§ SELECTED EXCERPT
Our Valley Our Future inspires grass-roots civic involvement
There is a tendency to think about community leadership as exclusively the domain of influential business leaders, nonprofit executives and elected officials. Good civic leadership at those levels is very important, but it isn’t sufficient for building community cohesion and a sense of shared purpose.
Communities work better when there is a grass roots-driven effort that empowers individuals and groups to continually work to make things better.
An important measure of community health is the extent to which people are invested in making things better for the greater good. In the Wenatchee Valley, the organization Our Valley Our Future has emerged as a critical catalyst for empowering people and organizations to strengthen the community.
Recently, OVOF held a public launch for its second five-year plan, featuring coordinator Steve Maher, OVOF board chair Laura Merrill of the City of Wenatchee and keynote speakers Katy and James Sheehan of Spokane, who have spent 20 years fostering civic involvement in Spokane through their Community Building Campus.
“I can tell that you guys are on a really amazing path,” marveled Katy Sheehan, noting that our valley has committed to more than 80 action items to improve the quality of life here.
The Our Valley Our Future action plan for 2022-2026 is the culmination of a transparent community process that tapped into the wisdom of more than 2,000 individuals from all walks of life. It is significant that while we were struggling as communities to deal with the pandemic, OVOF was focused on our shared values and how we can work together to make things better.

Stored entries
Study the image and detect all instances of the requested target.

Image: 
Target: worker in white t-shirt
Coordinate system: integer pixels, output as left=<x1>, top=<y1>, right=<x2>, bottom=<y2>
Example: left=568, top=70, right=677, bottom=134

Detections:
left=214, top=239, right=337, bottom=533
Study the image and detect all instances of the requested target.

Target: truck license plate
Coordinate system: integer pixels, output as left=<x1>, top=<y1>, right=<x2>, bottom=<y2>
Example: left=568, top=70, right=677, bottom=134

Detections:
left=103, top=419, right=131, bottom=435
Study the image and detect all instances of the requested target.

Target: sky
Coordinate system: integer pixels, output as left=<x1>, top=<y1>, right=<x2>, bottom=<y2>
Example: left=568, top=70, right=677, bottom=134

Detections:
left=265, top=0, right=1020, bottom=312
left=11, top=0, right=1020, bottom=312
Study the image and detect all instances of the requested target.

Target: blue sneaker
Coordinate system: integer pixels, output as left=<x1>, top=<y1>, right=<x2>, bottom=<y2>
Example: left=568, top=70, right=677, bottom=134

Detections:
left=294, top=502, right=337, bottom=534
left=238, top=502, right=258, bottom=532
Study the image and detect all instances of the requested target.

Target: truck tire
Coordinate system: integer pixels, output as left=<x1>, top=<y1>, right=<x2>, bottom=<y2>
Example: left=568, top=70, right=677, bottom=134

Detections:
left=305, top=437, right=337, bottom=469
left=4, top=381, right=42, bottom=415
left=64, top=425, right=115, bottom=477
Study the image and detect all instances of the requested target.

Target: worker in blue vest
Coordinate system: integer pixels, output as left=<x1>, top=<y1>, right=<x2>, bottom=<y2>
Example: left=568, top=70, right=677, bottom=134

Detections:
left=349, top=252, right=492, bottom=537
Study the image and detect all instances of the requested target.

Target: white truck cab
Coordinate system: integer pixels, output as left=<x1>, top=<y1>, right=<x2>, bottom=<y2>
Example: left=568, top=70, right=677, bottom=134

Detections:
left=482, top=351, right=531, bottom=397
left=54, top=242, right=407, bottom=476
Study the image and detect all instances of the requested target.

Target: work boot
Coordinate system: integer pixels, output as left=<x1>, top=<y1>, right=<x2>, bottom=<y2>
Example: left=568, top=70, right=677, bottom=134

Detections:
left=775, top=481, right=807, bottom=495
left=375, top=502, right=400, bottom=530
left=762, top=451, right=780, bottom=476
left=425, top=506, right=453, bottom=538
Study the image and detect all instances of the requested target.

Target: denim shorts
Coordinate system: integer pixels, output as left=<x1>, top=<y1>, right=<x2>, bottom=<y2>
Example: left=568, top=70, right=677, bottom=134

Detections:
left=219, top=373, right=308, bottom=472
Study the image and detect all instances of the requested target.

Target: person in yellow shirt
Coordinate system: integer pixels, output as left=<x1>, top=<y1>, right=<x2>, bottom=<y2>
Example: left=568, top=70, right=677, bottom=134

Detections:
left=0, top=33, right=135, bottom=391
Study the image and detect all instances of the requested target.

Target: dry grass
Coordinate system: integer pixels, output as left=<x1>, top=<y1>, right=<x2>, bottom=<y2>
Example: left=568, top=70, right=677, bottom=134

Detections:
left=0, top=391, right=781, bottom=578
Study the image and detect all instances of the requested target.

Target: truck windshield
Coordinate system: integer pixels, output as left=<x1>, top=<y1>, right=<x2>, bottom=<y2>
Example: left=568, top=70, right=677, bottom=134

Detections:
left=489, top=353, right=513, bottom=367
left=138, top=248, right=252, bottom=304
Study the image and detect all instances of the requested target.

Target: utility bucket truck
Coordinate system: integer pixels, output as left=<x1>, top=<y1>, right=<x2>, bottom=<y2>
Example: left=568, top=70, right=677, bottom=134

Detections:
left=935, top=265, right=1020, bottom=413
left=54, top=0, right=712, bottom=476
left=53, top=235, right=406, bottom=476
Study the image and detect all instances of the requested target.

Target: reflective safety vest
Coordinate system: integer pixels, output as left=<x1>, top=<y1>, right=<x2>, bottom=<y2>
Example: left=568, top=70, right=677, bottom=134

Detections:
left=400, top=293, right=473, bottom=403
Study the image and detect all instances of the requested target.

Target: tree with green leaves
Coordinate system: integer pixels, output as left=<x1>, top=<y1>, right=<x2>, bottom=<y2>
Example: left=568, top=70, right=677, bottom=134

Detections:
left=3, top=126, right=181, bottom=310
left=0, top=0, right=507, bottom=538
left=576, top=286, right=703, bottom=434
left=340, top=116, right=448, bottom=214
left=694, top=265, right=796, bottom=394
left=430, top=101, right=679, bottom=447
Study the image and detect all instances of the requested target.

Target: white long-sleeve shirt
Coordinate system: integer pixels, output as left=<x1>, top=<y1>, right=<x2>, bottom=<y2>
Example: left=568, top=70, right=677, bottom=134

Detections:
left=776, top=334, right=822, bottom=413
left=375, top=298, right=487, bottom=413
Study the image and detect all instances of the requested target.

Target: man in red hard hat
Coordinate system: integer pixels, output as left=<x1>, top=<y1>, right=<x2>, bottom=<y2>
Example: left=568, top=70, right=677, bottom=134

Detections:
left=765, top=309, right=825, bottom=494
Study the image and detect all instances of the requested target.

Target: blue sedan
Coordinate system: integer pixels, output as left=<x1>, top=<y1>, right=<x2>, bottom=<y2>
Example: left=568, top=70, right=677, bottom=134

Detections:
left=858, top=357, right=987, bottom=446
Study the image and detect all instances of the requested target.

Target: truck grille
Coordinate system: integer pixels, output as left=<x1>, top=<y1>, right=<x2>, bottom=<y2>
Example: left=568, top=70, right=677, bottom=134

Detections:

§ TASK INSTRUCTIONS
From the article on Our Valley Our Future, extract the passage from "Our Valley Our Future inspires" to "strengthen the community.".

§ SOLUTION FOR THIS TASK
Our Valley Our Future inspires grass-roots civic involvement
There is a tendency to think about community leadership as exclusively the domain of influential business leaders, nonprofit executives and elected officials. Good civic leadership at those levels is very important, but it isn’t sufficient for building community cohesion and a sense of shared purpose.
Communities work better when there is a grass roots-driven effort that empowers individuals and groups to continually work to make things better.
An important measure of community health is the extent to which people are invested in making things better for the greater good. In the Wenatchee Valley, the organization Our Valley Our Future has emerged as a critical catalyst for empowering people and organizations to strengthen the community.